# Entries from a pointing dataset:
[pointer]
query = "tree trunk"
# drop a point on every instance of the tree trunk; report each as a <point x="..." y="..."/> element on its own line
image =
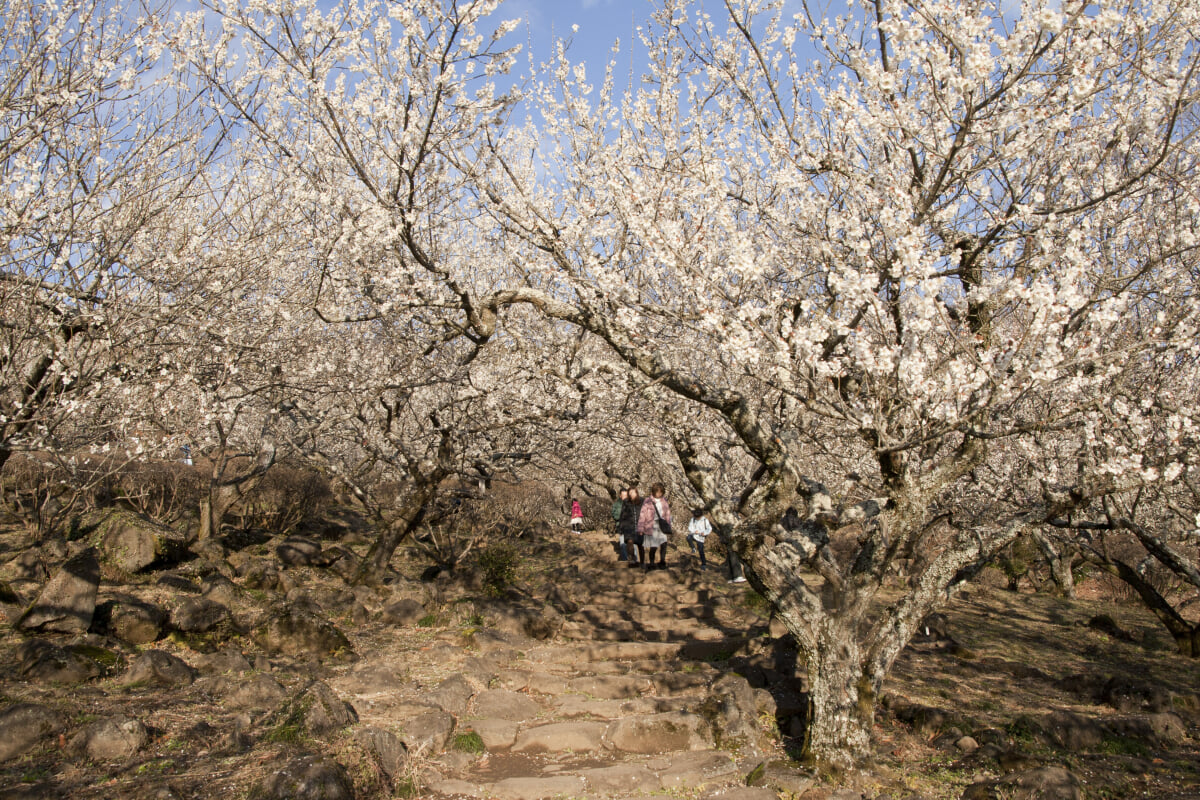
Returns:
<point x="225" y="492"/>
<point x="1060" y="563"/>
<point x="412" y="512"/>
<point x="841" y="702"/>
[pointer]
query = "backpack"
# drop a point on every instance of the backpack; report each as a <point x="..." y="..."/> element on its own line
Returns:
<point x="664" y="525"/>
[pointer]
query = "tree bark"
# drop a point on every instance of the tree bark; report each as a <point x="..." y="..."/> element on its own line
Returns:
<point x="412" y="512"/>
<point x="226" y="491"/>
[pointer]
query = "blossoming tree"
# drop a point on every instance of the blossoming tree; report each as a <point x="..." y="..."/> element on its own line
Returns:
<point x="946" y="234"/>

--

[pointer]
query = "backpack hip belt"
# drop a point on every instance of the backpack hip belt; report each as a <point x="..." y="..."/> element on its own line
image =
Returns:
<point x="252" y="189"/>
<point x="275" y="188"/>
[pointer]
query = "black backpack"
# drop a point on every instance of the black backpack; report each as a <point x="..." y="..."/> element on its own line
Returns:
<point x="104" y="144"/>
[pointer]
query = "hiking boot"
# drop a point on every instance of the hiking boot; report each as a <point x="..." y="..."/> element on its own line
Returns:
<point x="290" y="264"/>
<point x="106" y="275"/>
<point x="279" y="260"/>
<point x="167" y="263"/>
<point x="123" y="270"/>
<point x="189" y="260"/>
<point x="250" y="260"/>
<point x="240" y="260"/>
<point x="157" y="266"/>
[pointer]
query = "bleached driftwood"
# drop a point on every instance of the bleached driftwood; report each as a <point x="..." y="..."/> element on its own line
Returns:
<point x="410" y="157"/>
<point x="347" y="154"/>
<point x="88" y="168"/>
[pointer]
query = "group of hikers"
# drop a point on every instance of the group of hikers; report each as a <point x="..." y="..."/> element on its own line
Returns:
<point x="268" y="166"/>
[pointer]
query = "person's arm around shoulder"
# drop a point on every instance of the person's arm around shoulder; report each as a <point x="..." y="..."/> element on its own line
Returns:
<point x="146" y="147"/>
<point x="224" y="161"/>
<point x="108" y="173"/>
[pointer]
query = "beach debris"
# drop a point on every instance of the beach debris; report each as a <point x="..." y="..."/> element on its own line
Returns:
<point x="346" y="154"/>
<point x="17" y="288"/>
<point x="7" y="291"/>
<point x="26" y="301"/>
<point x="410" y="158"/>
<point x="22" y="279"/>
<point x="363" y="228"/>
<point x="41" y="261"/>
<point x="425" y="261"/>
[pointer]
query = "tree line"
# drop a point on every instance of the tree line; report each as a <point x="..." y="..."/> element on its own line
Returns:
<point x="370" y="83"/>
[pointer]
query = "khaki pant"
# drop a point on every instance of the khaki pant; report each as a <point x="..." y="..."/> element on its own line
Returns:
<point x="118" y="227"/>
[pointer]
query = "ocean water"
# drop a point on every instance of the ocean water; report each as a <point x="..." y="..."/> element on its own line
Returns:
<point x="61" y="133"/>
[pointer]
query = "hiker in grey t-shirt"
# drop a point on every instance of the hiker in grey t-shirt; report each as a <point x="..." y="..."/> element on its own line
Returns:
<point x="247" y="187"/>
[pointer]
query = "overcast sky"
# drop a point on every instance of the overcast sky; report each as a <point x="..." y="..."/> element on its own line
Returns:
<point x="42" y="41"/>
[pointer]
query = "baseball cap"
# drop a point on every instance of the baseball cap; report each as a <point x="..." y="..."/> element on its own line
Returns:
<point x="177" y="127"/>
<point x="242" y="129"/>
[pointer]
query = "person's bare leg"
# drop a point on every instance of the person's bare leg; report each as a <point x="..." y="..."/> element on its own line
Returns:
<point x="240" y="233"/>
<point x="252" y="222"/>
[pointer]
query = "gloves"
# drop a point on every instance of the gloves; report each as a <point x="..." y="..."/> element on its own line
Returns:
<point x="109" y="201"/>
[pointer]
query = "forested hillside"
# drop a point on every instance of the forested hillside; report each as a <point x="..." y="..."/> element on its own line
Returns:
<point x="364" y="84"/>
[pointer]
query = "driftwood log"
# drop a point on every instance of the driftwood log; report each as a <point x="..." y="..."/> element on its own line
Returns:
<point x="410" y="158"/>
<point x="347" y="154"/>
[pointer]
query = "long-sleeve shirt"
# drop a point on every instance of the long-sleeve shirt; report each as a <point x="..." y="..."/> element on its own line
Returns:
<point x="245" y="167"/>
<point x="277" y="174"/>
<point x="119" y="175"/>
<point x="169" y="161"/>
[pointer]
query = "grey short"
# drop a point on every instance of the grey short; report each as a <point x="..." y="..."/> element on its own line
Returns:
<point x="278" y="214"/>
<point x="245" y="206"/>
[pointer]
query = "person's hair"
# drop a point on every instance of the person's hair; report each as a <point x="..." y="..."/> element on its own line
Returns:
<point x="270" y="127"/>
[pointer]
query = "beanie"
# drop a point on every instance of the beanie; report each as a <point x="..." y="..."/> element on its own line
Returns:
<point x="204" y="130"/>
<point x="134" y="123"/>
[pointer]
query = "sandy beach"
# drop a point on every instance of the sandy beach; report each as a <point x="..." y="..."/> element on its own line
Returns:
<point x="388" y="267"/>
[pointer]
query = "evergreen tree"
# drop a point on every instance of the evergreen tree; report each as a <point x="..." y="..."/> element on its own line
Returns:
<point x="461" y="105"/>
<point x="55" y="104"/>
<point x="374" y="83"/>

# Written instruction:
How many lines in the items above contain the string "group"? Reply with the number only.

# Task output:
2